Work request —
Nothing but the lines from the one containing "In this exercise you will spot the built-in" through the end of the data below may appear in the response, each one exact.
━━━━━━━━━━━━━━━━
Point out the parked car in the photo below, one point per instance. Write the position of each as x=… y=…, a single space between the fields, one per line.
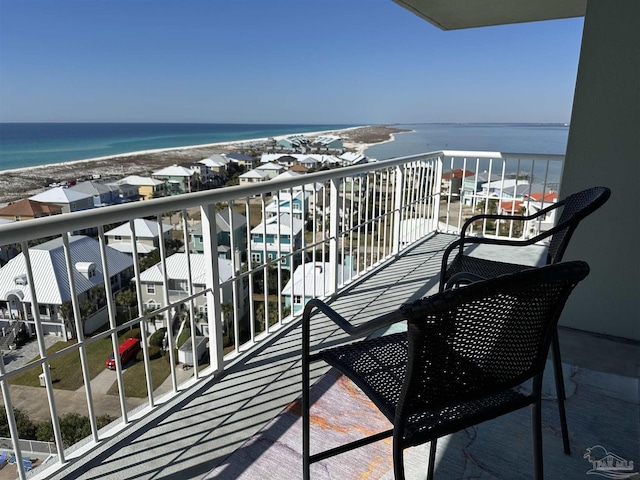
x=127 y=350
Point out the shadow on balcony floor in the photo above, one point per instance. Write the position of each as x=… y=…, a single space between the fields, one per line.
x=196 y=431
x=602 y=411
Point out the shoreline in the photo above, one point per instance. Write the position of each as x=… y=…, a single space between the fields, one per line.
x=24 y=182
x=169 y=149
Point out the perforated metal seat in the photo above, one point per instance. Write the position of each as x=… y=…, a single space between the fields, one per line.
x=575 y=208
x=458 y=364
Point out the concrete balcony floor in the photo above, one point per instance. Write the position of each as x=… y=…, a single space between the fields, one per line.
x=198 y=430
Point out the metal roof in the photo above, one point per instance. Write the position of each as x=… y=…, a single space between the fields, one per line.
x=287 y=225
x=50 y=271
x=177 y=269
x=60 y=195
x=144 y=229
x=174 y=171
x=315 y=274
x=457 y=14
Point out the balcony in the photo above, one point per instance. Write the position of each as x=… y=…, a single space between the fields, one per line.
x=402 y=214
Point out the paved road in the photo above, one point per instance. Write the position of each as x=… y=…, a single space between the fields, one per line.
x=33 y=400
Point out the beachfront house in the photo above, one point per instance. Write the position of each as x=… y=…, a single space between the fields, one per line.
x=253 y=176
x=126 y=192
x=148 y=187
x=224 y=228
x=472 y=185
x=216 y=163
x=309 y=162
x=293 y=142
x=295 y=203
x=271 y=169
x=103 y=194
x=452 y=181
x=299 y=169
x=276 y=236
x=352 y=158
x=327 y=143
x=244 y=161
x=315 y=282
x=27 y=209
x=178 y=267
x=68 y=200
x=147 y=236
x=178 y=179
x=52 y=284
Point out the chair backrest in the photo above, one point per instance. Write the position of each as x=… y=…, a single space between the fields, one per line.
x=484 y=338
x=575 y=207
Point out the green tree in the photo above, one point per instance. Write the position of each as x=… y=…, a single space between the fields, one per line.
x=127 y=298
x=26 y=428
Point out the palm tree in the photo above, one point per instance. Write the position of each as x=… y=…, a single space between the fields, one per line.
x=127 y=298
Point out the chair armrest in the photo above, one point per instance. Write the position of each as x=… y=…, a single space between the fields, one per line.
x=463 y=278
x=344 y=324
x=493 y=216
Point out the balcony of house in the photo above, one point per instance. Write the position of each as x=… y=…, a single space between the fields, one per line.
x=231 y=411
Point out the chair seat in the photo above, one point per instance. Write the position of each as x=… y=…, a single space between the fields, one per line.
x=378 y=367
x=482 y=267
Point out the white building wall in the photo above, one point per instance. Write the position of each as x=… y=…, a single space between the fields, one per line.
x=604 y=149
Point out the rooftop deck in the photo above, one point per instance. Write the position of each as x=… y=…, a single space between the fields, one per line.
x=196 y=431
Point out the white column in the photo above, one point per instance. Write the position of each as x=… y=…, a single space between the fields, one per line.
x=604 y=149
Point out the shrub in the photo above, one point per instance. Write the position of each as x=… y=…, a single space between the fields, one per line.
x=154 y=352
x=157 y=336
x=133 y=333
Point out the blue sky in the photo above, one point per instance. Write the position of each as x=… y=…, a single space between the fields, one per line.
x=277 y=61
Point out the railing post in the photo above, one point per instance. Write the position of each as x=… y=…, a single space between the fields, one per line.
x=437 y=192
x=334 y=228
x=397 y=209
x=212 y=284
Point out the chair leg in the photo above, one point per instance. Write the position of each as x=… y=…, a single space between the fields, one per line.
x=432 y=458
x=559 y=379
x=398 y=456
x=536 y=420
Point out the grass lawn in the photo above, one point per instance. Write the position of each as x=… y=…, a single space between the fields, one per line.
x=66 y=372
x=135 y=384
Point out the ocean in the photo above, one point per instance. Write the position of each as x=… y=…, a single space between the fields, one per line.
x=502 y=137
x=505 y=138
x=33 y=144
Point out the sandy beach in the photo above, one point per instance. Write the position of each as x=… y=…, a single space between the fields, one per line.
x=25 y=182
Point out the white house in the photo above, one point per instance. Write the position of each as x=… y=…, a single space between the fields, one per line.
x=314 y=283
x=147 y=236
x=271 y=169
x=179 y=179
x=67 y=199
x=216 y=162
x=52 y=283
x=148 y=187
x=103 y=194
x=151 y=282
x=253 y=176
x=281 y=234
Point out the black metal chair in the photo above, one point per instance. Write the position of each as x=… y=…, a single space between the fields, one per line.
x=575 y=207
x=459 y=363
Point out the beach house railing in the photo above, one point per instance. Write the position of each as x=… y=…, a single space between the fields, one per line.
x=357 y=218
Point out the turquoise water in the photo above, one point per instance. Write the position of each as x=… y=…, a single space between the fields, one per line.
x=521 y=138
x=505 y=138
x=32 y=144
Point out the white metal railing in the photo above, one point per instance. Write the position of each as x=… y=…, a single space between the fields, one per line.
x=360 y=217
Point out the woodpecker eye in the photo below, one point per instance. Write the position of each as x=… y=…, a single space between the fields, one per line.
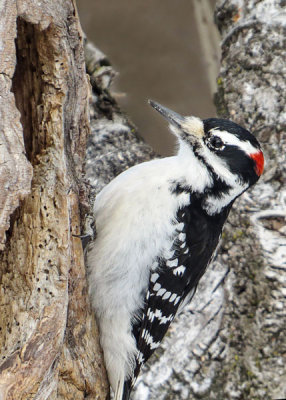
x=216 y=142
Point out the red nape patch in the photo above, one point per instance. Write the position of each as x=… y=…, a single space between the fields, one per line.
x=259 y=162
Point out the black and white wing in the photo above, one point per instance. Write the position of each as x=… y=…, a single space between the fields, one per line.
x=174 y=279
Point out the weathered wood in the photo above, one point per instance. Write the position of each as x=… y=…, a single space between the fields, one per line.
x=47 y=332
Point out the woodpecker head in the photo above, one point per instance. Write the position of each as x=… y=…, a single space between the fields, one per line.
x=231 y=154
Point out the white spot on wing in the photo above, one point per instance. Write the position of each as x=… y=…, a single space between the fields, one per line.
x=154 y=277
x=172 y=297
x=179 y=270
x=161 y=292
x=166 y=296
x=182 y=237
x=156 y=287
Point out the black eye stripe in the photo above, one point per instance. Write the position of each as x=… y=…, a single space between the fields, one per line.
x=215 y=142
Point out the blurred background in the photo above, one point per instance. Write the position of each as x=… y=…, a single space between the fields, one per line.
x=164 y=50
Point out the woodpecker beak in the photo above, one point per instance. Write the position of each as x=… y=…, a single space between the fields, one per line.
x=192 y=126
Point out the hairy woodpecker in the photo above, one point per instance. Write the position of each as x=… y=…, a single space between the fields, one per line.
x=158 y=225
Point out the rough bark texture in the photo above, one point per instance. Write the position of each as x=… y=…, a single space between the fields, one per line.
x=230 y=342
x=48 y=338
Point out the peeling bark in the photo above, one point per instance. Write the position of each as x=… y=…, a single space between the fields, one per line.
x=47 y=332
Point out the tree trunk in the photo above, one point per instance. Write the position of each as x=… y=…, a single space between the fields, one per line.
x=229 y=343
x=47 y=332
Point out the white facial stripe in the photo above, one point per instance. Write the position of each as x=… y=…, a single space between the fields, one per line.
x=219 y=166
x=194 y=125
x=230 y=139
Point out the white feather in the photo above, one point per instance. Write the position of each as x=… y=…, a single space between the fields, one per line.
x=134 y=222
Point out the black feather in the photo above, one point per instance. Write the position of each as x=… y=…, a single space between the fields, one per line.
x=201 y=233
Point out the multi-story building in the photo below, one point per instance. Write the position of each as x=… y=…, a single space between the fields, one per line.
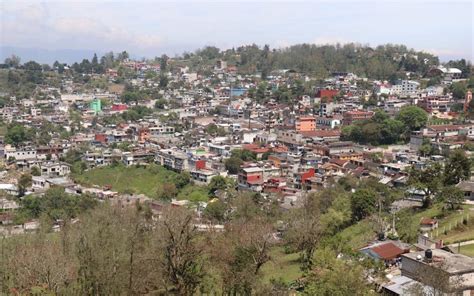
x=251 y=178
x=405 y=88
x=305 y=124
x=350 y=117
x=173 y=159
x=436 y=103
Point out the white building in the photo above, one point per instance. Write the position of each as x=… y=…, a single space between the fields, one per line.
x=405 y=88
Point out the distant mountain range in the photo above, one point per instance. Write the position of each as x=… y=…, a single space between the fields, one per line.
x=47 y=56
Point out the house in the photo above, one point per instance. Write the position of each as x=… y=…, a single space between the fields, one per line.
x=387 y=251
x=330 y=122
x=251 y=178
x=350 y=117
x=452 y=273
x=327 y=95
x=44 y=183
x=55 y=169
x=468 y=188
x=305 y=124
x=10 y=189
x=203 y=176
x=405 y=88
x=428 y=224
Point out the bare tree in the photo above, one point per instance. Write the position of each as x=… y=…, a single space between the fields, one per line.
x=179 y=251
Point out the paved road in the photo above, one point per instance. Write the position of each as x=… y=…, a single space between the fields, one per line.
x=462 y=244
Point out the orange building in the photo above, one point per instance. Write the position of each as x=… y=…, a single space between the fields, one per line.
x=305 y=124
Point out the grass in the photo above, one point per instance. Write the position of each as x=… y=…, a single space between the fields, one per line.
x=139 y=179
x=282 y=266
x=358 y=235
x=468 y=250
x=451 y=228
x=123 y=179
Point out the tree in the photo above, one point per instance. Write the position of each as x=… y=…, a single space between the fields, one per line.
x=459 y=90
x=163 y=63
x=244 y=248
x=219 y=183
x=457 y=168
x=13 y=61
x=426 y=148
x=428 y=180
x=452 y=197
x=413 y=117
x=215 y=211
x=163 y=81
x=363 y=203
x=181 y=253
x=305 y=229
x=335 y=277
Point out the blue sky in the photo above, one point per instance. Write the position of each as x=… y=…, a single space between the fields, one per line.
x=150 y=28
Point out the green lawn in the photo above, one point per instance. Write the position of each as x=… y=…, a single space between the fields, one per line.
x=358 y=235
x=468 y=250
x=141 y=180
x=282 y=266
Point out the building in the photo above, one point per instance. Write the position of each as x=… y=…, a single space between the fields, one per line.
x=350 y=117
x=436 y=103
x=305 y=124
x=448 y=74
x=328 y=122
x=55 y=169
x=468 y=188
x=405 y=88
x=467 y=100
x=440 y=270
x=327 y=95
x=251 y=178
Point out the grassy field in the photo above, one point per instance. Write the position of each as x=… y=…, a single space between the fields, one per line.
x=141 y=180
x=451 y=228
x=358 y=235
x=468 y=250
x=282 y=266
x=122 y=179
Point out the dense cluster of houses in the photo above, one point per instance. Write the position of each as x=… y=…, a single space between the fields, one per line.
x=296 y=146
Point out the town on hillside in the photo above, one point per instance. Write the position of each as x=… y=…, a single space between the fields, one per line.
x=314 y=170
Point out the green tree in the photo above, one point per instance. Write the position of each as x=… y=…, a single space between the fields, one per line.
x=458 y=89
x=413 y=117
x=215 y=211
x=13 y=61
x=452 y=197
x=428 y=180
x=334 y=277
x=457 y=168
x=363 y=203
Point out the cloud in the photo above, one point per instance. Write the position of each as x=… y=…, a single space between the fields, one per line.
x=31 y=25
x=325 y=40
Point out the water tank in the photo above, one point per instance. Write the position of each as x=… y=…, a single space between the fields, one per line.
x=429 y=254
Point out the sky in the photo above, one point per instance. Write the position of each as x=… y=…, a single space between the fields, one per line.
x=150 y=28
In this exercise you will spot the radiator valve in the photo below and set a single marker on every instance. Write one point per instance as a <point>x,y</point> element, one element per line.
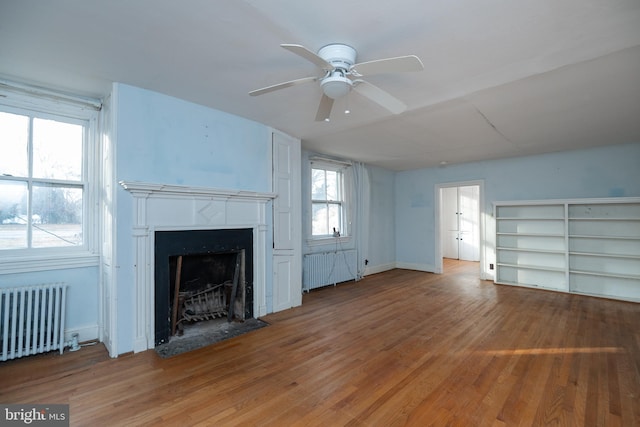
<point>73,345</point>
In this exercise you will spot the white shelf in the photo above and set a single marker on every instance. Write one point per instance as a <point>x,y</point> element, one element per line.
<point>533,267</point>
<point>586,246</point>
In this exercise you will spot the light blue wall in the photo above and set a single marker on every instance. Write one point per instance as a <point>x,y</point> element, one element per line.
<point>160,139</point>
<point>610,171</point>
<point>382,248</point>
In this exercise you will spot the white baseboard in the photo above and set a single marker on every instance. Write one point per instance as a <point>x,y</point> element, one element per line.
<point>374,269</point>
<point>418,267</point>
<point>85,333</point>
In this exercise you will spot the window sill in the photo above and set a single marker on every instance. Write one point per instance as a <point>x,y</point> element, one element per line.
<point>27,264</point>
<point>324,241</point>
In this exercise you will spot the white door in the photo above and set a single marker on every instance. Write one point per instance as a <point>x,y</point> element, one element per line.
<point>449,222</point>
<point>460,215</point>
<point>287,225</point>
<point>468,223</point>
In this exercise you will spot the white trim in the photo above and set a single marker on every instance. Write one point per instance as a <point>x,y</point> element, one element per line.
<point>417,267</point>
<point>12,265</point>
<point>20,89</point>
<point>374,269</point>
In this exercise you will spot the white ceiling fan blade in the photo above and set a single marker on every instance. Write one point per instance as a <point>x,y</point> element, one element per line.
<point>282,85</point>
<point>389,65</point>
<point>380,97</point>
<point>324,109</point>
<point>308,55</point>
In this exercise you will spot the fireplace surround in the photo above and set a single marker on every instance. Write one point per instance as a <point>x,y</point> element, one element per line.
<point>160,207</point>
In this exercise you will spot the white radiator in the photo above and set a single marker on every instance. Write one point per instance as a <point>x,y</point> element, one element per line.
<point>32,320</point>
<point>329,268</point>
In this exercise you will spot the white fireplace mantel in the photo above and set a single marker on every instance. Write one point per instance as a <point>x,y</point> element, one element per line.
<point>174,207</point>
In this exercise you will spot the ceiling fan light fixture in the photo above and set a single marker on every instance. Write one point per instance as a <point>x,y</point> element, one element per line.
<point>336,85</point>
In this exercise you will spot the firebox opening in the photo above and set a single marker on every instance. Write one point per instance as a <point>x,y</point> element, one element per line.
<point>210,272</point>
<point>206,287</point>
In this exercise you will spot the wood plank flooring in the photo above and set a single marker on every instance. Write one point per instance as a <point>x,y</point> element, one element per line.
<point>397,348</point>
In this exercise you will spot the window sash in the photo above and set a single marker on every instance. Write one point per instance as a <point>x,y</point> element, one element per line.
<point>328,200</point>
<point>41,238</point>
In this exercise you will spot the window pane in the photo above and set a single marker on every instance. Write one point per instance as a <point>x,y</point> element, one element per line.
<point>318,185</point>
<point>57,216</point>
<point>333,185</point>
<point>326,218</point>
<point>57,150</point>
<point>14,135</point>
<point>334,219</point>
<point>13,215</point>
<point>319,223</point>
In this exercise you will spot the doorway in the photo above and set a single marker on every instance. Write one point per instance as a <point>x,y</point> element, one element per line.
<point>458,222</point>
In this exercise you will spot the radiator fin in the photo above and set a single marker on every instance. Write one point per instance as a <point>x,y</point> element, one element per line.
<point>32,320</point>
<point>329,268</point>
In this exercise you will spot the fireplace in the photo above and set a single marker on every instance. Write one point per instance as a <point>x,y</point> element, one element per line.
<point>212,272</point>
<point>163,207</point>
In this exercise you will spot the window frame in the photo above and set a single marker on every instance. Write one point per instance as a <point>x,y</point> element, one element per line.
<point>49,105</point>
<point>345,204</point>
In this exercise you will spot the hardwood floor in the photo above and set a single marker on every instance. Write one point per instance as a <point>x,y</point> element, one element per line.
<point>397,348</point>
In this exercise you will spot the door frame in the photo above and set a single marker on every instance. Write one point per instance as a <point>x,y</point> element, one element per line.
<point>437,212</point>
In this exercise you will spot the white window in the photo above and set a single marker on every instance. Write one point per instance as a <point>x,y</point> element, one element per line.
<point>46,164</point>
<point>328,200</point>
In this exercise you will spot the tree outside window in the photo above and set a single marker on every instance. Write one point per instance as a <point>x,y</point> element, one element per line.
<point>42,181</point>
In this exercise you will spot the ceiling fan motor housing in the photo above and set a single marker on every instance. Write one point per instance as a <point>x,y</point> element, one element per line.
<point>336,84</point>
<point>339,55</point>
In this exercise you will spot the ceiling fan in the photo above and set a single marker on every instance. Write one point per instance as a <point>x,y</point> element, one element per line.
<point>342,73</point>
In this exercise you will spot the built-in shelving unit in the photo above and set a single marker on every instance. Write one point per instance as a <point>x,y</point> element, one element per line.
<point>586,246</point>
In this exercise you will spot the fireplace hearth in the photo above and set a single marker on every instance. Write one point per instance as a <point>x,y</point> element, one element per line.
<point>201,276</point>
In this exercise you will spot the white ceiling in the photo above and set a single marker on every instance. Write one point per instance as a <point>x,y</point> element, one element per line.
<point>501,78</point>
━━━━━━━━━━━━━━━━
Result —
In this exercise you will spot the built-in shelving unit in the photo above and set a single marker on every instance. Write one point per instance as a <point>x,y</point> element, one element per line.
<point>586,246</point>
In this exercise you will spot the fireplace hearth in the photo above and set a single marker on every instance. Write one point per instance as a <point>x,y</point> element, one element per line.
<point>201,276</point>
In this exercise you will spot the white ceiling in the photo above and set a single marker on every instance. Write one point per instance as a <point>x,y</point> element, one element per line.
<point>501,78</point>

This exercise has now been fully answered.